### Text section
╭──
What is our current % of unrelated income to our mission?

I was talking with @Photomancer about this and he says it is 12% because all of the income we take in for classes are considered unrelated. I’m not at all certain that class fees are unrelated to our mission.

I found this … but I am looking for something more definitive.

Dallas Makerspace Mission Statement

This corporation is organized exclusively for charitable, educational, and scientific purposes, including, for such purposes, the making of distributions to organizations under section 501c(3) of the Internal Revenue Code, or the corresponding section of any future federal tax code.

Within the limits of such purposes the corporation shall:

  1. Build and maintain spaces suitable for technical and social collaboration.
  2. Collaborate on all forms of technology, culture, and craft in new and interesting ways.
  3. Apply the results of its work to specific cultural, charitable, and scientific causes.
  4. Freely share its research and discoveries, using what is learned to teach others.
  5. Recruit and develop talented members dedicated to these purposes.
  6. Promote scientific, cultural, and artistic advancement

Why do you think it makes a difference?
╰──
### Information supplied
╭──
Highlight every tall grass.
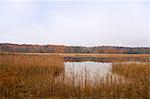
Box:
╰──
### Aim of the exercise
In the post about unrelated income at the Dallas Makerspace, what percentage does @Photomancer give, and on what basis? The listing can be left aside here.

### Exercise answer
He says it is 12%, because all income taken in for classes is considered unrelated.